DESCRIPTION OF THE TASK –
Exactly the lines from the one that contains "If you could locate the profile" through the end of the material below are to be output, the first and last included.

PROVIDED MATERIAL –
—————
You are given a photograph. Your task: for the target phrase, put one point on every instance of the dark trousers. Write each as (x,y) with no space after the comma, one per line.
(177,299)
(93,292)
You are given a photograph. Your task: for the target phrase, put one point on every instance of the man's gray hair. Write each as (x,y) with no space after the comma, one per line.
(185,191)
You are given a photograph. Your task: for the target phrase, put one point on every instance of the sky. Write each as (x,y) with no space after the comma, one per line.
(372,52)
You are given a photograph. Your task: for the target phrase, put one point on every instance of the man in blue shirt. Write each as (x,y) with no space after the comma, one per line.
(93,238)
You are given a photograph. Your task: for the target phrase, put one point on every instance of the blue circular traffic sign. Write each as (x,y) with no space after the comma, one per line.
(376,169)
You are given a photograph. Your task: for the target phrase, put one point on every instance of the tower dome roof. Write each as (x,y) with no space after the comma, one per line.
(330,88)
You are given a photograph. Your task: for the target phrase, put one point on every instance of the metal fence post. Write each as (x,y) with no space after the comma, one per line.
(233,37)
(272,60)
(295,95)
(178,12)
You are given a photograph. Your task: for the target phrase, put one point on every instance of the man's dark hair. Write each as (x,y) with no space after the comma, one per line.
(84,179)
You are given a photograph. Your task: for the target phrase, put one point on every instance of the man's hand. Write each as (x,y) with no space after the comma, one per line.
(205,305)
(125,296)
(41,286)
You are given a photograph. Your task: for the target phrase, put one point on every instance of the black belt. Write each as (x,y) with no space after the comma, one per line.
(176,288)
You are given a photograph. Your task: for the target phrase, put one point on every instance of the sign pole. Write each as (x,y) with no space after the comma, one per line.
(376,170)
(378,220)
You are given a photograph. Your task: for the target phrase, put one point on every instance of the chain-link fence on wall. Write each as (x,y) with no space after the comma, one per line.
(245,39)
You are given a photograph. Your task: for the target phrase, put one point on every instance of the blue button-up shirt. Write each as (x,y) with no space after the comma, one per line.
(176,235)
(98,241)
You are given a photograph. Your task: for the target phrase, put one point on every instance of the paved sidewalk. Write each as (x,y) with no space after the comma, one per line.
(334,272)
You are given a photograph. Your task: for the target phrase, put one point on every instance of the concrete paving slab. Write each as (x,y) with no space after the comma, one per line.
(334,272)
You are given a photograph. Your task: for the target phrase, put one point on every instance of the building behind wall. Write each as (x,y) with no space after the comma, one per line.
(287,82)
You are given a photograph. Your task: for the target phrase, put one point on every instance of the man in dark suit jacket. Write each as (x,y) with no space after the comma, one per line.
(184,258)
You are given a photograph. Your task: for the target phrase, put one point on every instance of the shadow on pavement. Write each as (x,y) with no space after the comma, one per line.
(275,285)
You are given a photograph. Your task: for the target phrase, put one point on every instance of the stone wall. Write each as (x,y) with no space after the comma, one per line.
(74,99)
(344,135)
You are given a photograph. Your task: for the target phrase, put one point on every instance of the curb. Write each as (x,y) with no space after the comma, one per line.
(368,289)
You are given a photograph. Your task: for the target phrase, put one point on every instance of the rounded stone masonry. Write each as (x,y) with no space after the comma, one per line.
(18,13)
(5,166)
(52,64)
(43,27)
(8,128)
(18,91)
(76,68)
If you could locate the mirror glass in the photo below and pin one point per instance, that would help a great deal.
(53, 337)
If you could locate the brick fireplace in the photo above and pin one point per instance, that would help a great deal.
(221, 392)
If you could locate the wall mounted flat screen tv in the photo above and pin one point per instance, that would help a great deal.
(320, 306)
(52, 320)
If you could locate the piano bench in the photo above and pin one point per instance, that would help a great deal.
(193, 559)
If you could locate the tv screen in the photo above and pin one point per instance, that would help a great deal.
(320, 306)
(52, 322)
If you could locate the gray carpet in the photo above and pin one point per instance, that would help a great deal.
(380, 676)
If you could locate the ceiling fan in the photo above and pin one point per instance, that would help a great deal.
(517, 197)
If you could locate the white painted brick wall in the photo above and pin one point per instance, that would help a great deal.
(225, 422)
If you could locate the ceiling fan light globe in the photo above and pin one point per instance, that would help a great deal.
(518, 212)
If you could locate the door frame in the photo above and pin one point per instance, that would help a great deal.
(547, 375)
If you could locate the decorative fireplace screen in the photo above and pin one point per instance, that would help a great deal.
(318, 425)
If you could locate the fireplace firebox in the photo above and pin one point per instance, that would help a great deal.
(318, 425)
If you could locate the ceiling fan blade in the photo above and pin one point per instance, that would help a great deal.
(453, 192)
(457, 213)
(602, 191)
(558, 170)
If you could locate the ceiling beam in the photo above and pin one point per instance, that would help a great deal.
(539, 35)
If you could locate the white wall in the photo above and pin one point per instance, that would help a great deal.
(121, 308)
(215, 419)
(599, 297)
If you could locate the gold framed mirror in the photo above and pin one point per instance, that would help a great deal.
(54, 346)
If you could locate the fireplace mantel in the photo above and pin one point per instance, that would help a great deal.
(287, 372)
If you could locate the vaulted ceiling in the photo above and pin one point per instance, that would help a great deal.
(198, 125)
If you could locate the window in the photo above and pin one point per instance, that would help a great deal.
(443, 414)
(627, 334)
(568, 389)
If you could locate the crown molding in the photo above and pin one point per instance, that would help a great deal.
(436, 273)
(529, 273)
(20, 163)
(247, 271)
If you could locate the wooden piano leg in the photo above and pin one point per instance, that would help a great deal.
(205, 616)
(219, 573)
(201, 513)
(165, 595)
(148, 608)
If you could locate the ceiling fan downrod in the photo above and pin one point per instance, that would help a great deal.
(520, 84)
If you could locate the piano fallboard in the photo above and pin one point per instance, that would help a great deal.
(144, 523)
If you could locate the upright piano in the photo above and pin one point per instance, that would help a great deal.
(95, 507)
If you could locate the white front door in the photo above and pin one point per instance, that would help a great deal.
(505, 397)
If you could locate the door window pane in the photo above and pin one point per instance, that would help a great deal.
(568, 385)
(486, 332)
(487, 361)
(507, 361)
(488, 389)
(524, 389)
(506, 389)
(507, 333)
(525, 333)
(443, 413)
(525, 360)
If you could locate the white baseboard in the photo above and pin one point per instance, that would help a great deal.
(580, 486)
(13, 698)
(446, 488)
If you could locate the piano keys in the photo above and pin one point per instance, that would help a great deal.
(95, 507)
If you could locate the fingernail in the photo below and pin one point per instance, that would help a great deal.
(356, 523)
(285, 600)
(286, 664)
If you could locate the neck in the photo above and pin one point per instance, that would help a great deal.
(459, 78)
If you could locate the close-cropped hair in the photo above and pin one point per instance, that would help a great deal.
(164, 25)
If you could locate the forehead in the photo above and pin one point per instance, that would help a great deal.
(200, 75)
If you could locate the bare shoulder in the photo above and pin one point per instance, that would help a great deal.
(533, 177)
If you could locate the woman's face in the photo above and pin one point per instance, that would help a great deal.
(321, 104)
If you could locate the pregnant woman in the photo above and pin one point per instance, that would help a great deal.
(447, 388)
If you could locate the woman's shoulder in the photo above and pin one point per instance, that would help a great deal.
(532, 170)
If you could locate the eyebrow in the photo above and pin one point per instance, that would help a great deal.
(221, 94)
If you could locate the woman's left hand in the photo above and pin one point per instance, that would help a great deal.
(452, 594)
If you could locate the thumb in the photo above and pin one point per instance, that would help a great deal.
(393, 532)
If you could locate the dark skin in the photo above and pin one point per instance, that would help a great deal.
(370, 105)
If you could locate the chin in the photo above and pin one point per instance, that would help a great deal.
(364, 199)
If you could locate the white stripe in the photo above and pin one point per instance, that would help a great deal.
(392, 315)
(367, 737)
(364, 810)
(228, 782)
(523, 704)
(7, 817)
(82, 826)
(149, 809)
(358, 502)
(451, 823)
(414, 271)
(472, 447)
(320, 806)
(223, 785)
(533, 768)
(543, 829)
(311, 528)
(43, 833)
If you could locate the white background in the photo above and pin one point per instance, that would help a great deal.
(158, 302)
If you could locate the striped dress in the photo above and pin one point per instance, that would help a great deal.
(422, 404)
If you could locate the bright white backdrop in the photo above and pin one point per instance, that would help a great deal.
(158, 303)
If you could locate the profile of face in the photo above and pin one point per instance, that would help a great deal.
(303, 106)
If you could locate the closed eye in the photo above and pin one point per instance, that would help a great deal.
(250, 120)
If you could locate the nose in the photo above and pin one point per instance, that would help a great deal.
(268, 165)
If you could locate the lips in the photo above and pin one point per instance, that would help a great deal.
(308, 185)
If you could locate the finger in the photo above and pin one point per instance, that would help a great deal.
—————
RESPONSE TO THE EXERCISE –
If you could locate the profile of face in the photo above and pin one point per instance, that would help a great deal.
(303, 106)
If you could locate the closed eye in the photo above and pin one point per instance, that would help a great deal.
(250, 120)
If you could locate the nose in the photo above and pin one point per instance, that would help a great deal.
(268, 165)
If you could locate the lips in the photo above and pin one point per instance, that would help a great deal.
(308, 185)
If you could locate the finger in the photo above and pin one point per instance, that would help a great deal.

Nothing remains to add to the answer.